So, the first thought is that all stat points go into a pool, which the player is then free to spend to improve stats, health, mana, and learn spells. This makes character development much more flexible. Are you getting roasted by spellcasters? Spend some points on Talent. Getting one-shotted? Dump a bunch of points into health. This also has a benefit when characters join your party: Rather than giving them pre-allocated stats which may or may not work with your build for for the rest of the party, I can just have the character start with a pool of stat points that you are free to use however you wish. I could do a similar thing at the beginning of the game, allowing you some control over the starting stats of your character, which spells they know, etc.
Now, here’s the next thought, and the one that gets me really excited: You need to spend a certain number of points in order to improve a stat, and the number of points you need to spend increases as the stat gets higher. So far so standard. However, let’s throw in a little bit of randomness. Just a touch. Imagine if you have a percent chance of gaining the bonus from the next higher stat, depending on how close you are to increasing your stat. So suppose you have 10 Dexterity, it takes 100 points to get 11 Dexterity, and you’ve already spent 90. So you’re 90% of the way there. Imagine if in battle, you have a 90% chance of attacking with 6 Dexterity rather than 5. So maybe there’s a 90% chance that instead of doing say 10 + .4 * 10 = 14 damage (against an enemy with 3 Dexterity), you do 12 + .5 * 12 + 1 = 19 damage. Meanwhile, if you’ve only spent 50 points on Dexterity, you “only” have a 50% chance of gaining this bonus.
──────────
STATED PROBLEM 1 » Can you pull out the stretch of the stat-point passage from "So, the first" through "they know, etc."?
STATED PROBLEM 2 » What comes next in the stat-point passage? Write the part that would follow its final sentence.
The lines that follow come from a separate source.
──────────
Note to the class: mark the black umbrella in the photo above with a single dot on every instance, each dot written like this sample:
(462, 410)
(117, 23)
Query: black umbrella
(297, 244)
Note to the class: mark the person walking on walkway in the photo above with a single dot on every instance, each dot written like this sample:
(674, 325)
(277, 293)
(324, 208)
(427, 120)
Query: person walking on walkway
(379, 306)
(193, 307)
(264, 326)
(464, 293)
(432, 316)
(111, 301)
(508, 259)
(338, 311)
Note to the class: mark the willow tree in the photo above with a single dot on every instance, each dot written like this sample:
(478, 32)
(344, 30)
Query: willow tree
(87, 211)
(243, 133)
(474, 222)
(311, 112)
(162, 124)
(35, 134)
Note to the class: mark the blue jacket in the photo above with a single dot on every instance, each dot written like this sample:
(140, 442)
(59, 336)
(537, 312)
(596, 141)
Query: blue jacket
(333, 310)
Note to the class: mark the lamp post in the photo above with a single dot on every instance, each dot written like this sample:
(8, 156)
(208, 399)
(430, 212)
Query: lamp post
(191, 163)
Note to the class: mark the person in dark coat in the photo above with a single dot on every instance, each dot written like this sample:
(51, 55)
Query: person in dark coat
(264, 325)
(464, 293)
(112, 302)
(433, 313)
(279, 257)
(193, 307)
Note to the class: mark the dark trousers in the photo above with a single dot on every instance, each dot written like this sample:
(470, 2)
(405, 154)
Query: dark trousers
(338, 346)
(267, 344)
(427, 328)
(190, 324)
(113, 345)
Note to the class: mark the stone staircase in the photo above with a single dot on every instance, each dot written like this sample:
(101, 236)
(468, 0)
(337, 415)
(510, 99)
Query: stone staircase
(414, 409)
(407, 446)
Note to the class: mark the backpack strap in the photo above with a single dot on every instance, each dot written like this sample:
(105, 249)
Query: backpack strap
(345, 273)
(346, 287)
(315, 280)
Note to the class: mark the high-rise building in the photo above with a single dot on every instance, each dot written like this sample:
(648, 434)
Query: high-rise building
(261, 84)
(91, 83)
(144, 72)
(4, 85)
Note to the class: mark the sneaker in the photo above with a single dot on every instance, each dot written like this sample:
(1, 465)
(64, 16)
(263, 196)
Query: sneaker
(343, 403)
──────────
FINAL ANSWER 1 »
So, the first thought is that all stat points go into a pool, which the player is then free to spend to improve stats, health, mana, and learn spells. This makes character development much more flexible. Are you getting roasted by spellcasters? Spend some points on Talent. Getting one-shotted? Dump a bunch of points into health. This also has a benefit when characters join your party: Rather than giving them pre-allocated stats which may or may not work with your build for for the rest of the party, I can just have the character start with a pool of stat points that you are free to use however you wish. I could do a similar thing at the beginning of the game, allowing you some control over the starting stats of your character, which spells they know, etc.

FINAL ANSWER 2 »
Second, suppose that you don’t gain a fixed number of points every time you attack. Instead, the number of points you get depends on how effective your action is. The less effective your action, the more points you get. So imagine you have 5 Dexterity (so 10 warfare), and your enemy has 5 Dexterity (so 10 warfare). Then, you’ll do 10 damage. Meanwhile, if you have 10 Dexterity (so 20 warfare), and your enemy has 5 Dexterity, you’ll do 20 + .5 * 20 + 15 = 45 damage. So you’ll get significantly fewer action points than if you only have 5 Dexterity. Now obviously, you need to have some caps, so that a tank with 5 Talent doesn’t get 5000 action points for casting Firebolt on an enemy with 95 Talent. Similarly, a character with 95 Talent zapping an enemy with 5 Talent should get at least some action points. The points you’d get would probably be something like max(MIN_POINTS, MAX_POINTS – effectiveness), where “effectiveness” could be something like the damage you do, or the number of turns you start grappling, or the number of turns an enemy is inflicted with a status spell.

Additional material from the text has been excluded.